PROBLEMS:
**1.** List every component of the display system that the display driver passage identifies with a reference number, giving the number with each.
**2.** Copy each line of the records that contains the string "paned".

QUOTED PASSAGE:
○ ○ ○ ○

The data driver 230 may convert serial R-G-B video data provided by the controller 210 to parallel video data and convert digital data to an analog current or to a duty-on current (for example, a pulse current), thereby simultaneously providing the video data corresponding to an amount of one horizontal line to the display panel 240 and sequentially providing the video data to each horizontal line. For example, digital information on the video data provided by the controller 210 is converted to the analog current for expressing the gradation of a color and provided to the display panel 240. The analog current may be a current in a pulse form. In this case, it is preferred that the data driver 230 is also synchronized with a date signal provided to the scan driver 220 to output unit frame data.

A detailed structure of the data driver 230 has been commonly known to a person having ordinary skill in the art (hereinafter referred to as ‘those skilled in the art’), and thus, a detailed description that may obscure the scope of the present disclosure is omitted. That is, diverse alterations may be applied to the structure of the data driver 230 depending on whether to drive the light emitting elements by a constant current or by a constant voltage. Accordingly, in the exemplary embodiments disclosed herein, the constant current is illustrated as a current source as shown in FIG. 3, for convenience in explanation. However, the data driver 230 may be realized by using the IC of TLC 5958 series of Texas Instruments Inc.

The display panel 240 has the plurality of scan lines and data lines which intersect to define a pixel area, and the R-G-B light emitting elements, such as, the LED (or the OLED), are formed in the pixel area. In response to a power voltage being applied to the respective scan lines of the display panel 240, and then a current path being formed between the scan lines and the ground through the data driver 230, the light emitting elements generate currents corresponding to the gradation information thereof through the data line connected to the scan line being supplied with the power voltage. According to an exemplary embodiment disclosed herein, brightness for displaying an image of the display panel 240 is adjusted according to an amount of charges which flow along the current path. Needless to say, the light emitting elements may be driven by the constant current, and thus, the exemplary embodiments disclosed herein are not limited to the above example.

The power voltage generator 250 receives a commercial power from an external source, that is, an Alternating Current (AC) voltage of 110 V or 220 V to generate and output various levels of Direct Current (DC) voltage. As an example, the power voltage generator 250 may generate and provide a DC voltage of 3.3 V as the logic voltage for the controller 210 to express the gradation. As another example, the power voltage generator 250 may generate and provide various level of voltages, for example, a DC voltage of 4.5 V, as the gate-on voltage (Vdd) for the scan driver 220. In response to the controller 210, the scan driver 220, and the data driver 230 being realized as the IC, the power voltage generator 250 may generate a Vcc voltage to be inputted into the IC.

○ ○ ○ ○

DATA PROVIDED:
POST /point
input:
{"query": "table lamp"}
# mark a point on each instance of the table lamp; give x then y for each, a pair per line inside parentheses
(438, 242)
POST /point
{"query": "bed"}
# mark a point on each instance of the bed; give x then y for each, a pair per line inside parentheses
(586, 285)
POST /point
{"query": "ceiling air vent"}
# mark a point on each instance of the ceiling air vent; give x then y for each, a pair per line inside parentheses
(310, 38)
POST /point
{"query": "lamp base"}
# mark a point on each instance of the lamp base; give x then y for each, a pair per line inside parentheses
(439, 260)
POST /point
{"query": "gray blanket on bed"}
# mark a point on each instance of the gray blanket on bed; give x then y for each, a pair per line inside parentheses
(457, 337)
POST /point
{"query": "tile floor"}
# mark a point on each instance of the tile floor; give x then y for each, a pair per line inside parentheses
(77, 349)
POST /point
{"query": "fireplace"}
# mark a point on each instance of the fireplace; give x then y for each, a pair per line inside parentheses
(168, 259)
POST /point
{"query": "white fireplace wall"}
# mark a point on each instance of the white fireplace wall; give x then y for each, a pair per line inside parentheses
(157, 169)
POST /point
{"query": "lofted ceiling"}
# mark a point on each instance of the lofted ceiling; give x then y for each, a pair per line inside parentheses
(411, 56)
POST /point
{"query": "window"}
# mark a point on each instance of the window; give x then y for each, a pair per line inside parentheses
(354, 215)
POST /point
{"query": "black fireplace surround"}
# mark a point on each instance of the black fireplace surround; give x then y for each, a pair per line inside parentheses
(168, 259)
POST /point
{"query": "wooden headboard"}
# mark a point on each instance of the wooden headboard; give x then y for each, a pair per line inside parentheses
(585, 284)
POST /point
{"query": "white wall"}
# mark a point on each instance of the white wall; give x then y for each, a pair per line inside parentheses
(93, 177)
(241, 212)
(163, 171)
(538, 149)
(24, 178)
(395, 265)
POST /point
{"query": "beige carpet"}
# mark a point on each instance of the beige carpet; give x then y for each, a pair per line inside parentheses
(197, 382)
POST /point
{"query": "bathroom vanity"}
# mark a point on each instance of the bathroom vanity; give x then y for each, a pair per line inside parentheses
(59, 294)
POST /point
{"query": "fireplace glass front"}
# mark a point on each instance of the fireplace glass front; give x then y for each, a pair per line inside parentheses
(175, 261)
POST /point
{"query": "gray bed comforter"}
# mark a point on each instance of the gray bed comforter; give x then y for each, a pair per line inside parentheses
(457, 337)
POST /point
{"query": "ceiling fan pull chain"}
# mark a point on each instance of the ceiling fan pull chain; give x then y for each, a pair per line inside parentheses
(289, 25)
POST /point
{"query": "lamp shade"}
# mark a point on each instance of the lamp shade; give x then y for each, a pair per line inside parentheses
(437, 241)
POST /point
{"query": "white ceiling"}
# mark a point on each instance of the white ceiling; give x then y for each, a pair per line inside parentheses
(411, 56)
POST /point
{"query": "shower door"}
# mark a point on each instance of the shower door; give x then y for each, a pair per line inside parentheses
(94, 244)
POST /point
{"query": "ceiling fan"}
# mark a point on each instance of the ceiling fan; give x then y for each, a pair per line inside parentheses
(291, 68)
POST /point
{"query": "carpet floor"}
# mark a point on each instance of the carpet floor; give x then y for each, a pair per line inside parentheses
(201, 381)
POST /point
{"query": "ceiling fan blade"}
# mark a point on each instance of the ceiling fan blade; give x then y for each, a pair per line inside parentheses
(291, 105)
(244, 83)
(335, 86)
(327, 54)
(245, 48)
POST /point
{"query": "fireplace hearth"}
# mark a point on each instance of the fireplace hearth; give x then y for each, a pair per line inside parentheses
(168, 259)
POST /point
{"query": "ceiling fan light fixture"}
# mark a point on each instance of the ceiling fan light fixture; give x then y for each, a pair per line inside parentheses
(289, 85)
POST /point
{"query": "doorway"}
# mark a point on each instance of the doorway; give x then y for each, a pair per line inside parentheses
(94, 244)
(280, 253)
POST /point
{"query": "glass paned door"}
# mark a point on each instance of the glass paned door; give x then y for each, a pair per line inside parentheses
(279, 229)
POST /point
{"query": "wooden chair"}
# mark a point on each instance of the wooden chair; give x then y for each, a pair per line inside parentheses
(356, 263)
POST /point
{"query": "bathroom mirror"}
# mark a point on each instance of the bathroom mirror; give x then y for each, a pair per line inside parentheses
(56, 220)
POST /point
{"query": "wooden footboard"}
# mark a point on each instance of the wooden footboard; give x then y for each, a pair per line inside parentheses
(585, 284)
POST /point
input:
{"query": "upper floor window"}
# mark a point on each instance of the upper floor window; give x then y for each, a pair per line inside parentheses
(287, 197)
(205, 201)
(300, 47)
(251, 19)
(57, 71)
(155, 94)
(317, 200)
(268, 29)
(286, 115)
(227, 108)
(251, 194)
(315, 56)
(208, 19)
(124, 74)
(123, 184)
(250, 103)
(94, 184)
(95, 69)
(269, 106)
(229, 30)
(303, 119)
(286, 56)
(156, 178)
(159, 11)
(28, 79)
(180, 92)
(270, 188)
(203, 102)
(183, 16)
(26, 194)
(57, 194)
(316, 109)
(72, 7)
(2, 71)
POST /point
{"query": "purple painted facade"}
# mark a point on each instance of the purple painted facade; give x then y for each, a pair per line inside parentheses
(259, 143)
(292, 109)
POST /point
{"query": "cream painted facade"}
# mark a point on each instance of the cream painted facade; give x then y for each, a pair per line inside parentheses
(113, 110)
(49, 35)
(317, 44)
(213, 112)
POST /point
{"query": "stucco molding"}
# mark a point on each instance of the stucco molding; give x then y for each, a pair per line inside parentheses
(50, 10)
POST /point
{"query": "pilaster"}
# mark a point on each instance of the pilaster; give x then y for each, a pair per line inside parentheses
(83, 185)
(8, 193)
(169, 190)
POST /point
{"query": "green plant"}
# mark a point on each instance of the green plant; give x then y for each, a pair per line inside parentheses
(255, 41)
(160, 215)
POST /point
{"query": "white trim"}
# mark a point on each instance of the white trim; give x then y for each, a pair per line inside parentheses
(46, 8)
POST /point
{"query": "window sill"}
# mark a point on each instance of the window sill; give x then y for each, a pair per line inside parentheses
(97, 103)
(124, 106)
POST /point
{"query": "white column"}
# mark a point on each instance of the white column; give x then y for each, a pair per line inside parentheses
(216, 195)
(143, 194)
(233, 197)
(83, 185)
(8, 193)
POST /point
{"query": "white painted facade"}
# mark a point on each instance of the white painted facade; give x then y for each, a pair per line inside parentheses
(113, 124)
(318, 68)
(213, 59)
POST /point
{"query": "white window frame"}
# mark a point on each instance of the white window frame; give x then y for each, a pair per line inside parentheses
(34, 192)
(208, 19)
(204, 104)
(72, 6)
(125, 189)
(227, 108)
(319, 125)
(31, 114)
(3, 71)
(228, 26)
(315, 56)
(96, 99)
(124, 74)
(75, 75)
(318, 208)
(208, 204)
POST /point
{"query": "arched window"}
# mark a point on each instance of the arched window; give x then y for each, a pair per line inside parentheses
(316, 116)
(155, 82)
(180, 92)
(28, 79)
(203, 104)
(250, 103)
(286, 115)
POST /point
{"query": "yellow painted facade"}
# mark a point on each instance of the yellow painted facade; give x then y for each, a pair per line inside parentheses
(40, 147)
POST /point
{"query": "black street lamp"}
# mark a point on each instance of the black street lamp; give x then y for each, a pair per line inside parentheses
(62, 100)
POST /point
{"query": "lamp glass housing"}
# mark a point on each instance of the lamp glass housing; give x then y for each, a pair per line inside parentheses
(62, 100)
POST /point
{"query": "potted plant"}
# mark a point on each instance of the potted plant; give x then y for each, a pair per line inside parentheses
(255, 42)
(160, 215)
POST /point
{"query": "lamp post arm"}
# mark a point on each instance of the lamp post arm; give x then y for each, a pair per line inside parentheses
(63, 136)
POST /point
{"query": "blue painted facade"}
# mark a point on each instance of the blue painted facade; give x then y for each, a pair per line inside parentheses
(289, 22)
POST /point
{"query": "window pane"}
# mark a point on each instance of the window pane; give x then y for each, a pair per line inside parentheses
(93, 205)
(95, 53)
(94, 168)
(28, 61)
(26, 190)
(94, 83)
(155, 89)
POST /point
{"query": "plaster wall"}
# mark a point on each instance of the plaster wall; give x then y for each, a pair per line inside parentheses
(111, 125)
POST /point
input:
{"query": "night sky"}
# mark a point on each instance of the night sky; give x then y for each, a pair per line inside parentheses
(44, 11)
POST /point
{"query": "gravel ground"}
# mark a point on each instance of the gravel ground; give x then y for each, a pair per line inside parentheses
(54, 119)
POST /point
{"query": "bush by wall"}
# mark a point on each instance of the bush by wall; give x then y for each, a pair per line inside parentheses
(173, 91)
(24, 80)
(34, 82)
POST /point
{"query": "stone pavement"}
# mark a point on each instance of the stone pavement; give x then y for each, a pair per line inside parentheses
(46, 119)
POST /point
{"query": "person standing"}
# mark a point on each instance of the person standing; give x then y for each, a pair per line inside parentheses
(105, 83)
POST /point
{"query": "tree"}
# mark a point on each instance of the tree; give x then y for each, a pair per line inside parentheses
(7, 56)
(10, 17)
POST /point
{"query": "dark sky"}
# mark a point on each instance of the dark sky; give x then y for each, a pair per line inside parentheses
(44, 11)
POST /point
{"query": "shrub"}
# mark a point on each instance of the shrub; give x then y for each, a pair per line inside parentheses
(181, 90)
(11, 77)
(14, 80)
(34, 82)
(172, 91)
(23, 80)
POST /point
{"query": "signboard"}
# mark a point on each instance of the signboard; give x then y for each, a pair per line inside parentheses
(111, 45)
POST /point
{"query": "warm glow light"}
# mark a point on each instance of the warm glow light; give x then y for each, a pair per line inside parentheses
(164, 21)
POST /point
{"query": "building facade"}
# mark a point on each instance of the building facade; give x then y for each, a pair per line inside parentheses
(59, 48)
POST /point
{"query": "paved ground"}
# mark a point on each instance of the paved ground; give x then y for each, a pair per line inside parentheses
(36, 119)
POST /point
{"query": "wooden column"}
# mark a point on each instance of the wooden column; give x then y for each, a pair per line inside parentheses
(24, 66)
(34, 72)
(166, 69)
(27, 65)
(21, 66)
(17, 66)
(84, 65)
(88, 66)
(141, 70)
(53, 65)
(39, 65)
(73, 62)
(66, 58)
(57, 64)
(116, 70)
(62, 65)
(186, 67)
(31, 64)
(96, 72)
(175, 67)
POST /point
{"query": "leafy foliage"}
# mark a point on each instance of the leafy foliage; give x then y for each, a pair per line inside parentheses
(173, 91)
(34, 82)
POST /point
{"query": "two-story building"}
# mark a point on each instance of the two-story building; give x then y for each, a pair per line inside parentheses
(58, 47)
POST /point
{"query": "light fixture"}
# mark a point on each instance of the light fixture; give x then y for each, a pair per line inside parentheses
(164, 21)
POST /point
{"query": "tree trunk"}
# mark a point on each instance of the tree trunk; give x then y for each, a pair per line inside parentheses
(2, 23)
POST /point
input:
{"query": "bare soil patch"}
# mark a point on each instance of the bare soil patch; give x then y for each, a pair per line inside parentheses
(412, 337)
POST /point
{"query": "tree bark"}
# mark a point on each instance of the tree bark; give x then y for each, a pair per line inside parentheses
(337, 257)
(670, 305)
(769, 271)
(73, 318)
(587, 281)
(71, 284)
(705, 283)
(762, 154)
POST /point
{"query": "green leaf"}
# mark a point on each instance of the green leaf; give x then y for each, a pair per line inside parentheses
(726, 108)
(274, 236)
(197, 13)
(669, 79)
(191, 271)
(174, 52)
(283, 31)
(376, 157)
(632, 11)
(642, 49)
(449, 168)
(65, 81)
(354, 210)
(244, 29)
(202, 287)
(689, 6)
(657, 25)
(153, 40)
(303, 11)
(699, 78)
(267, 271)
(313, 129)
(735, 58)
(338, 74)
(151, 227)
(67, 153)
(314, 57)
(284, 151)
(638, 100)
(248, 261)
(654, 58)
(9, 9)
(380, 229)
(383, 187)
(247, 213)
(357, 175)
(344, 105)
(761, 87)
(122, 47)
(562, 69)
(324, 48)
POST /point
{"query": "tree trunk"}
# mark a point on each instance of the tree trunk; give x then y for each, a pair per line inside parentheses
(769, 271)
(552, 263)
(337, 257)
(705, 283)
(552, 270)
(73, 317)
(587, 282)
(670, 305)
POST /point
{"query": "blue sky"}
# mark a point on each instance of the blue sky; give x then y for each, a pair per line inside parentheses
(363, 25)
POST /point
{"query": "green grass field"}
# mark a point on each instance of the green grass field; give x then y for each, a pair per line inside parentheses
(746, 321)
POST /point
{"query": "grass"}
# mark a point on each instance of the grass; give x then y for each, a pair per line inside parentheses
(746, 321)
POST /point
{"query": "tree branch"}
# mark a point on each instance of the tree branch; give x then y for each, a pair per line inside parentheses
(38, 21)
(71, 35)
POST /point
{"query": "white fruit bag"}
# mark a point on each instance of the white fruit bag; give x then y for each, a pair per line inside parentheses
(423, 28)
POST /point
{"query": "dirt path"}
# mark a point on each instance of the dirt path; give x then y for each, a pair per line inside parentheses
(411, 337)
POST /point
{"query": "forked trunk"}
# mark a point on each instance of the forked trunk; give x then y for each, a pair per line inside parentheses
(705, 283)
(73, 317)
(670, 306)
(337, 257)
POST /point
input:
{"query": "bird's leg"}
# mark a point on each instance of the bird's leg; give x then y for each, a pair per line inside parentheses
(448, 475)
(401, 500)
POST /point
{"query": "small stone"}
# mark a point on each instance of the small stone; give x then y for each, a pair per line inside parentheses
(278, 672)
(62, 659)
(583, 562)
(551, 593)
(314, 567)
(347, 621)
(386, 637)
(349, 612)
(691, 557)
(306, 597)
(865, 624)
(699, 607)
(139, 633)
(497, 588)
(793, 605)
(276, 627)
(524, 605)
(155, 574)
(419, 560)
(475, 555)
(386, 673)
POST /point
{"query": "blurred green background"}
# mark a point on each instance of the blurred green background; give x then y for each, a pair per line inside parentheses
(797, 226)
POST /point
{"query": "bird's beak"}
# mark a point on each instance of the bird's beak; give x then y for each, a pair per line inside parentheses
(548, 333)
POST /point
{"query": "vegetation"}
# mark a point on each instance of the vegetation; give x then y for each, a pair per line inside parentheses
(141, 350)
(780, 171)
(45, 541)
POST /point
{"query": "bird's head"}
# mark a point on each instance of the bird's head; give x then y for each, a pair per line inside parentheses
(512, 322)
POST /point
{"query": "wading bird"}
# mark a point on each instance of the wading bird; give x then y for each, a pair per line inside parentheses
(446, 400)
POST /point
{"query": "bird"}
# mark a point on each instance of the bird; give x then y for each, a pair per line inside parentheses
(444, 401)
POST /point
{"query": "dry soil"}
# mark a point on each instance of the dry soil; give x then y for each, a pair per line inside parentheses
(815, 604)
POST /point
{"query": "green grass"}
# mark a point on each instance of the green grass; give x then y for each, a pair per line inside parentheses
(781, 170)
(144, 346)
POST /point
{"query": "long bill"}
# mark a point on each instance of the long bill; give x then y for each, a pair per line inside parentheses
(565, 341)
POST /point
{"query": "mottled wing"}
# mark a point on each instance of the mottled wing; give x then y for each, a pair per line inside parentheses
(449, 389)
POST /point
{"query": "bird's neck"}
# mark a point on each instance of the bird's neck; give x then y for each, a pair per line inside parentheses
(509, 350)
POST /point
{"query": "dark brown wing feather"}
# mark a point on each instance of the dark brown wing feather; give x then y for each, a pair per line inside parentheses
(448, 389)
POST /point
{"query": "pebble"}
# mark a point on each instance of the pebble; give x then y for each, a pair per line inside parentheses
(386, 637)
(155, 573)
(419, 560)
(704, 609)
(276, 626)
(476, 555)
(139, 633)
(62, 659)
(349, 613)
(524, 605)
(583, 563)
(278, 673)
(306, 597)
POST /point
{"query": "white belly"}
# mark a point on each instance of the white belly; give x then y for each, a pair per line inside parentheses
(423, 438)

○ ○ ○ ○

ANSWERS PROVIDED:
**1.**
controller 210
scan driver 220
data driver 230
display panel 240
power voltage generator 250

**2.**
{"query": "glass paned door"}
# mark a point on each instance of the glass paned door; give x then y for each, a pair per line inside parentheses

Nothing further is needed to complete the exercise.